(Excerpt Opens)

Another consideration for PD is the involvement of group II mGluRs. Group II mGluRs are presynaptically localized on subthalamic nucleus terminals. Activation of these receptors inhibits excitatory transmission at subthalamic nucleus synapses.152 As a result, selective agonists of group II mGluRs can reduce excitatory drive through an indirect pathway, which is enhanced in PD, and provide a different approach to the treatment of PD. For example, in a haloperidol-induced rat model of PD, a selective agonist of group II mGluRs, LY354740 ((+)-2-aminobicyclo[3.1.0.] hexane-2,6,-dicarboxylic acid), has been demonstrated to reverse parkinsonian muscle rigidity and catalepsy.152,153 In another model of PD through application of reserpine in rats, the parkinsonian akinesia was relieved by injection of the group II mGluR receptor agonist, (2S,2′R,3′R)-2-(2′,3′-dicarboxycyclopropyl)glycine.154 In addition, group II mGluR receptor agonists may protect through the release of trophic factors155 or potentially modulate extracellular glutamate uptake.156 Taken together, agonists for group II mGluRs may be promising agents in the management of PD.

Group III mGluRs also play an important role in synaptic transmission in basal ganglia circuits. Of these, mGluR7 is presynaptically localized in the striatum, the globus pallidus, and the substantia nigra pars reticulata (Kosinski et al., 1999) and modulates synaptic transmission through direct and indirect pathways. Activation of mGluR7 inhibits GABA as well as glutamate transmission in the substantia nigra pars reticulata.79 As a result, modulation of excitatory and inhibitory synaptic transmission by mGluR7 may yield no alteration in the output of the substantia nigra pars reticulata. In contrast to mGluR7, mGluR4 appears to be more selectively localized in striatopallidal synapses and inhibits synaptic activity.157 Consequently, the selective agonists for mGluR4 may provide an alternate therapy for the treatment of PD.

(Excerpt Closes)
(Dataset Opens)

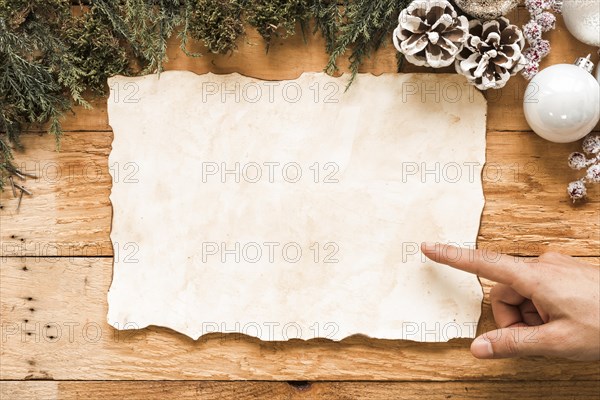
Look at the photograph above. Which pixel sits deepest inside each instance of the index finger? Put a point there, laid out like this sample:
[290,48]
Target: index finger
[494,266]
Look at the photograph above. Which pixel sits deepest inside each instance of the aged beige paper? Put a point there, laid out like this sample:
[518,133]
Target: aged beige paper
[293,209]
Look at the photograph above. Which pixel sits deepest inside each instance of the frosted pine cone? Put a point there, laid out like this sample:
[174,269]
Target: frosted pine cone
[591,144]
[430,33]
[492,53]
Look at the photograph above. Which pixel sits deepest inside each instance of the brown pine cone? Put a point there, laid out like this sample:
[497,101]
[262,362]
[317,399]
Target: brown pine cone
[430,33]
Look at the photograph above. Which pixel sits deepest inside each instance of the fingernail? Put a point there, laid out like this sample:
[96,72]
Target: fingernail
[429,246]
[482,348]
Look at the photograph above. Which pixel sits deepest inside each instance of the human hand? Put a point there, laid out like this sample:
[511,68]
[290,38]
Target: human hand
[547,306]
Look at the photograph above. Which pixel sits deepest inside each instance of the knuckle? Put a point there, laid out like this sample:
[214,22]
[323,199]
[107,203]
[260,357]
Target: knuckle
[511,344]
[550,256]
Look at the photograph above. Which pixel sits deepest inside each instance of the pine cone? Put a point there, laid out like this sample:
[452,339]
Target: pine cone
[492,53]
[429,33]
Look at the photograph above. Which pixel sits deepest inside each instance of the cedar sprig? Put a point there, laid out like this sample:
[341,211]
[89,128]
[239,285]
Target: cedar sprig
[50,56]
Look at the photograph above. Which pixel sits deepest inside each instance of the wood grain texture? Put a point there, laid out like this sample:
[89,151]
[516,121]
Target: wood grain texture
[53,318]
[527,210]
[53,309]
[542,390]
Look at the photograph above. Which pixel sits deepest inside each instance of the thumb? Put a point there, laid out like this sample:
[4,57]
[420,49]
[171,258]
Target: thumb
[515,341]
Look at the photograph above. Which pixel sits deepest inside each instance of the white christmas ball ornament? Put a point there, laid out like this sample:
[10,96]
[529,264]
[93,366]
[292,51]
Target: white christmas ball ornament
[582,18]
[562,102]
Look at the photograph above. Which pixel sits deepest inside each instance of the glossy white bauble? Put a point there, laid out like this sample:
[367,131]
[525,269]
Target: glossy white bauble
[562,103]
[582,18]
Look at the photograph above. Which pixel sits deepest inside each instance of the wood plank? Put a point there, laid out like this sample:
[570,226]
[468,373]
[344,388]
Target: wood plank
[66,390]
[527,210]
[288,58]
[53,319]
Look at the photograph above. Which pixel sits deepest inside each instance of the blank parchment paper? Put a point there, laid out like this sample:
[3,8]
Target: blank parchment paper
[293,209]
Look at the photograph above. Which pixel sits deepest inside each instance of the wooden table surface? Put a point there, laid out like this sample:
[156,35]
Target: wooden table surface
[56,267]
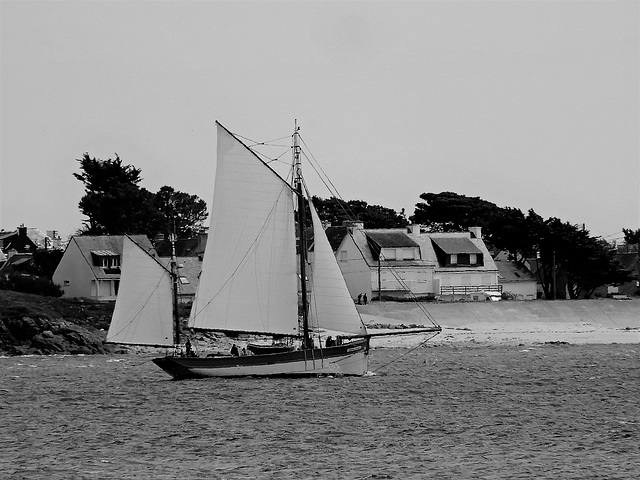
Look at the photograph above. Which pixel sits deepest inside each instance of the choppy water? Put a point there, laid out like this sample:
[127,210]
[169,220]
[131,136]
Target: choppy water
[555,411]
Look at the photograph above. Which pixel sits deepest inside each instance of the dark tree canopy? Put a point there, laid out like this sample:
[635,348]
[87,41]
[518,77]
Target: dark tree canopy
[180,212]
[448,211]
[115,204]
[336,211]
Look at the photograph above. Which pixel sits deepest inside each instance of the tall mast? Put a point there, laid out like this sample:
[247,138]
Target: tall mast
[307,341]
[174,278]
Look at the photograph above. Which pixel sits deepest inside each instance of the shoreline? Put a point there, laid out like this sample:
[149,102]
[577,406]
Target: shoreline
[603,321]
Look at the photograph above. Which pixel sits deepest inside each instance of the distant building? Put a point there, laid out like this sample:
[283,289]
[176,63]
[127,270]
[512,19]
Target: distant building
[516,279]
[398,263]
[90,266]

(Dataset Closes)

» **Exercise prompt**:
Copy the excerpt on mGluRs in Parkinson's disease from "Group III mGluRs" to "for the treatment of PD.". The records have nothing to do with the excerpt on mGluRs in Parkinson's disease.

» **Answer section**:
Group III mGluRs also play an important role in synaptic transmission in basal ganglia circuits. Of these, mGluR7 is presynaptically localized in the striatum, the globus pallidus, and the substantia nigra pars reticulata (Kosinski et al., 1999) and modulates synaptic transmission through direct and indirect pathways. Activation of mGluR7 inhibits GABA as well as glutamate transmission in the substantia nigra pars reticulata.79 As a result, modulation of excitatory and inhibitory synaptic transmission by mGluR7 may yield no alteration in the output of the substantia nigra pars reticulata. In contrast to mGluR7, mGluR4 appears to be more selectively localized in striatopallidal synapses and inhibits synaptic activity.157 Consequently, the selective agonists for mGluR4 may provide an alternate therapy for the treatment of PD.